ACTIVITY: Return only the number of lines in the material below holding the string "crown".
********
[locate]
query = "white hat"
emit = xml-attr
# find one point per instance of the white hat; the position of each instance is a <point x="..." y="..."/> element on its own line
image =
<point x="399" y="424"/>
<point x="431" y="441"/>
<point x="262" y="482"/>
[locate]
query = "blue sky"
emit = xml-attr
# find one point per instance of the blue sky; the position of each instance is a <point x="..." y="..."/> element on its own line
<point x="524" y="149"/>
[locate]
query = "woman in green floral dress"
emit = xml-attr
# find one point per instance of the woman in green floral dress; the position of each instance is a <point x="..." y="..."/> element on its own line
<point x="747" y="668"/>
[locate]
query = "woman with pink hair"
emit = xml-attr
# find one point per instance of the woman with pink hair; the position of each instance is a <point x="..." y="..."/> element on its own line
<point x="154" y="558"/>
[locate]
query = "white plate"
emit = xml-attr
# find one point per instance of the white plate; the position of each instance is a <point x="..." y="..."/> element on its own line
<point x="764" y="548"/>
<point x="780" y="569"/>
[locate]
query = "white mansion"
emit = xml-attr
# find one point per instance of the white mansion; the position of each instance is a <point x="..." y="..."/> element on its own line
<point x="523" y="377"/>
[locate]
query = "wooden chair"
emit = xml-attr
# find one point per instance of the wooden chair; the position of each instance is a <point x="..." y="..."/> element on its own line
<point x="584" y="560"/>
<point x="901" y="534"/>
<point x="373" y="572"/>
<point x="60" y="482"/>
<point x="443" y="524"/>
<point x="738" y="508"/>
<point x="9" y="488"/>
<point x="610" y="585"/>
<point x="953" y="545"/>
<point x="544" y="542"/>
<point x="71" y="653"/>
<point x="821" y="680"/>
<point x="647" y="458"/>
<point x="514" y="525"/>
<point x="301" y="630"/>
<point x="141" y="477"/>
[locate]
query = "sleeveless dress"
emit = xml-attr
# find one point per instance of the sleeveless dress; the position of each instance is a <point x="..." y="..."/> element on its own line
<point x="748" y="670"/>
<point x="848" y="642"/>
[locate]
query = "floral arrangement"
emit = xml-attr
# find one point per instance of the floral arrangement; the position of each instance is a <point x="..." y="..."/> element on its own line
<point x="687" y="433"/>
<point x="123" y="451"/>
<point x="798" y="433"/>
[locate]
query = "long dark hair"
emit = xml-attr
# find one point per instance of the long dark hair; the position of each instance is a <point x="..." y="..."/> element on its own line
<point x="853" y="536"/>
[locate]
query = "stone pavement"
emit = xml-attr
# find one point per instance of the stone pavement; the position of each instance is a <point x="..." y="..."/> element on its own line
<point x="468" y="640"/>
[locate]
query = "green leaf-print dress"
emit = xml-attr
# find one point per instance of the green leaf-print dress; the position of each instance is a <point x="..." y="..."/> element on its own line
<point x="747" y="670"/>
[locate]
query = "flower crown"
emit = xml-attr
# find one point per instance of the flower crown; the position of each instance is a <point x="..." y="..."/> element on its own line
********
SOLUTION TO THE EXERCISE: 2